> [Stated goal]:
Exactly reproduce the lines from the line containing "Practice step: identify the sign" to the end of the data below, inclusive, and nothing else.

start Record extracts

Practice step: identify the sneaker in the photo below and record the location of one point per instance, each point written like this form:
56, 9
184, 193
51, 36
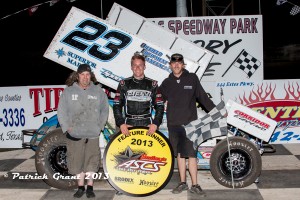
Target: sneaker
197, 190
79, 193
180, 187
90, 194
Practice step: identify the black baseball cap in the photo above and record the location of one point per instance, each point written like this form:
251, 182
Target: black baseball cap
84, 68
176, 57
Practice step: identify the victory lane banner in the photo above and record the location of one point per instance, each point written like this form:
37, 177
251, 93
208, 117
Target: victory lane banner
139, 164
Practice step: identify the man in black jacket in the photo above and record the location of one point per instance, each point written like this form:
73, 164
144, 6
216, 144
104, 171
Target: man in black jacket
182, 90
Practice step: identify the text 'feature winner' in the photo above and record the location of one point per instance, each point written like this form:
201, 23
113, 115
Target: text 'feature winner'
139, 164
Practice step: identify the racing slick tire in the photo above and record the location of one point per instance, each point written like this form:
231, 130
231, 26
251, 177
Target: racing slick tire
50, 161
246, 162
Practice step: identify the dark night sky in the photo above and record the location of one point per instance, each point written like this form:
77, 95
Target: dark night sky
24, 38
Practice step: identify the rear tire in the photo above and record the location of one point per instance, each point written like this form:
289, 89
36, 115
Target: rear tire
246, 162
50, 161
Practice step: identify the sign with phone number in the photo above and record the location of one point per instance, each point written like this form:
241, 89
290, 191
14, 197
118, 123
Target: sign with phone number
24, 107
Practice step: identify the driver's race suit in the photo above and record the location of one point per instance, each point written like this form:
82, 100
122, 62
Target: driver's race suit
138, 98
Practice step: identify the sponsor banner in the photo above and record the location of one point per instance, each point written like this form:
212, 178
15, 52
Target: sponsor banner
84, 38
236, 42
278, 100
248, 120
25, 107
139, 164
146, 29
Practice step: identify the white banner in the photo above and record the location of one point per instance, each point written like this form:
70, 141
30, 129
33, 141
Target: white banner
84, 38
277, 99
236, 41
144, 28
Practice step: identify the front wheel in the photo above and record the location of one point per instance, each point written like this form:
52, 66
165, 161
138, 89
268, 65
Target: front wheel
244, 160
51, 162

end Record extracts

> [Exercise solution]:
Practice step: identify the sign with phone number in the photo above and record the location of one point per instance, each point written like this form:
241, 89
290, 191
14, 197
118, 123
Target: sign with phone number
24, 107
Practice step: identify the driver's race suit in the photo above and record the location of one point per instance, each point written like this form:
82, 100
122, 62
Target: driver's race suit
138, 98
Practice step: identify the sponsor banner in the photo above and record the location of one point per instance, each point written like this form:
212, 178
15, 52
Target: sponsor banner
84, 38
236, 42
278, 100
248, 120
25, 107
139, 164
146, 29
Practice step: identify the white banner in the photo above and record the location of one point per instance, each point written like this form:
70, 141
30, 129
33, 141
Target: white banner
84, 38
277, 99
236, 41
144, 28
Practice step: identify the front wheel in the photo above and record the location of one point per instance, each point written like this form:
52, 66
165, 161
138, 89
268, 65
Target: front wheel
244, 160
51, 162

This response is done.